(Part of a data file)
• • • • • • •

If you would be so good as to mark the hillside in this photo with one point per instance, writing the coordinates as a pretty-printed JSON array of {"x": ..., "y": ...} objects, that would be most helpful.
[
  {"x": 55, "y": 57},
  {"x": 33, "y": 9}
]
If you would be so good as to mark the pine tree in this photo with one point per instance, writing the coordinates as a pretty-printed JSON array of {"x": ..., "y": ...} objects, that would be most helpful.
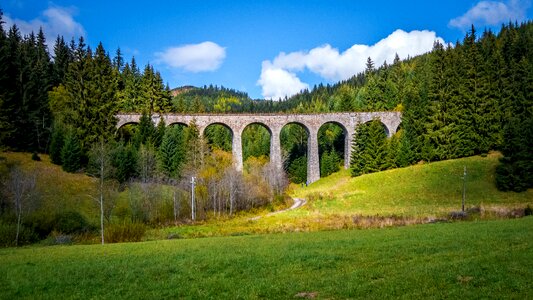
[
  {"x": 171, "y": 154},
  {"x": 56, "y": 143},
  {"x": 359, "y": 144},
  {"x": 159, "y": 133},
  {"x": 369, "y": 149},
  {"x": 144, "y": 133},
  {"x": 125, "y": 162},
  {"x": 71, "y": 153},
  {"x": 62, "y": 59}
]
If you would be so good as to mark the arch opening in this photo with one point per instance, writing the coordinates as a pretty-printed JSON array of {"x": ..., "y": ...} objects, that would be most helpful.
[
  {"x": 256, "y": 142},
  {"x": 126, "y": 132},
  {"x": 383, "y": 126},
  {"x": 332, "y": 145},
  {"x": 219, "y": 136},
  {"x": 294, "y": 148}
]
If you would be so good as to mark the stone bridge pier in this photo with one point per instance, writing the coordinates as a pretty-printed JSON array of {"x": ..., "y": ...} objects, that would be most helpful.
[{"x": 274, "y": 123}]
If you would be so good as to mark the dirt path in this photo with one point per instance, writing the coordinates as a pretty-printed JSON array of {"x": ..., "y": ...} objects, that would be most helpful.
[{"x": 298, "y": 202}]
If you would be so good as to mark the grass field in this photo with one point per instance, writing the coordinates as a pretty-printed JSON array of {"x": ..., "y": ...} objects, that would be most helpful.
[
  {"x": 420, "y": 190},
  {"x": 396, "y": 197},
  {"x": 485, "y": 259}
]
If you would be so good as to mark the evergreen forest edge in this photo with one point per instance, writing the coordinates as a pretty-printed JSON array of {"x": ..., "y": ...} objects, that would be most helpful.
[{"x": 457, "y": 101}]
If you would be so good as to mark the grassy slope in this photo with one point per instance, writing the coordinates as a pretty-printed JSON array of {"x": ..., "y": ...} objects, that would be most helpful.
[
  {"x": 488, "y": 259},
  {"x": 59, "y": 190},
  {"x": 420, "y": 190},
  {"x": 414, "y": 193}
]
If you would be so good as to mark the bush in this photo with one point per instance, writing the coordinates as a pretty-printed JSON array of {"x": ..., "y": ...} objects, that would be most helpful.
[
  {"x": 67, "y": 222},
  {"x": 125, "y": 232},
  {"x": 528, "y": 211},
  {"x": 71, "y": 222},
  {"x": 35, "y": 156},
  {"x": 8, "y": 233}
]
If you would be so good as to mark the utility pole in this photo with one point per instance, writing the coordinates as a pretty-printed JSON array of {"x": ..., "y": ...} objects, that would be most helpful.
[
  {"x": 193, "y": 204},
  {"x": 464, "y": 190}
]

• • • • • • •

Short exercise: Quote the data above in full and without alteration; skip the pictures.

Output:
If you would be so good as to mark the hillside in this photo with one point per instance, writing the coordinates as a pretty-printed JSON array of {"x": ..., "y": ...} objects, that would be most helpful.
[
  {"x": 55, "y": 57},
  {"x": 33, "y": 9}
]
If you would be so good as to mark the pine tree in this photo with one point per instance, writing the coordinates as a pretty-printed JSON array of {"x": ..., "y": ...} objects, that would be most helpful.
[
  {"x": 171, "y": 154},
  {"x": 56, "y": 143},
  {"x": 359, "y": 144},
  {"x": 159, "y": 133},
  {"x": 369, "y": 149},
  {"x": 144, "y": 133},
  {"x": 125, "y": 162},
  {"x": 71, "y": 153},
  {"x": 62, "y": 59}
]
If you would be so good as to mark the arch opening in this photo with one point per instance, writing the coordinates as a pretty-printed JSON array of {"x": ..., "y": ...} objects, that would be most helpful.
[
  {"x": 256, "y": 142},
  {"x": 126, "y": 132},
  {"x": 383, "y": 126},
  {"x": 332, "y": 145},
  {"x": 219, "y": 136},
  {"x": 294, "y": 148}
]
If you would be so good as to mark the stone bridge pier in this photo with one point per instance, writing the coordinates as a pretty-printed JSON array of {"x": ..., "y": ...} objects, that would be most helpful.
[{"x": 274, "y": 123}]
If you would be so good as to mark the dirt path in this photo with one point per instance, writing the coordinates as a pretty-printed JSON array of {"x": ..., "y": ...} objects, that would be most helpful.
[{"x": 298, "y": 202}]
If you would be so good as to mark the grass field in this photo with one point per instance, writing the coordinates as a pretty-printed JSON array of {"x": ..., "y": ...} objects, that would be most helpful.
[
  {"x": 420, "y": 190},
  {"x": 396, "y": 197},
  {"x": 485, "y": 259}
]
If you would be so good as to mark the evergreen forest edge in this photo with one point per instance, writing the coordinates as a pretty-printed JSON array of {"x": ..., "y": ...} objects, that would be most helpful.
[{"x": 457, "y": 101}]
If you would be so good as to mark the grassy slope in this photo with one point per instance, writing the coordinates as a pretty-printed JSON array of {"x": ..., "y": ...} objects, that would be most helpful.
[
  {"x": 488, "y": 259},
  {"x": 59, "y": 190},
  {"x": 420, "y": 190},
  {"x": 414, "y": 193}
]
If you would be so good as to mark the bush in this photo with one point per instance, writing the coordinates as a pretty-printed JSON array of {"x": ..., "y": ...} objects, that would be most helpful.
[
  {"x": 67, "y": 222},
  {"x": 125, "y": 232},
  {"x": 528, "y": 211},
  {"x": 71, "y": 222},
  {"x": 35, "y": 156},
  {"x": 8, "y": 233}
]
If you would be so good as to mark the utility pole in this photo with one point per instance, writing the coordinates as a pretty-printed JSON array of {"x": ..., "y": ...} objects, that would be most helpful.
[
  {"x": 193, "y": 204},
  {"x": 464, "y": 190}
]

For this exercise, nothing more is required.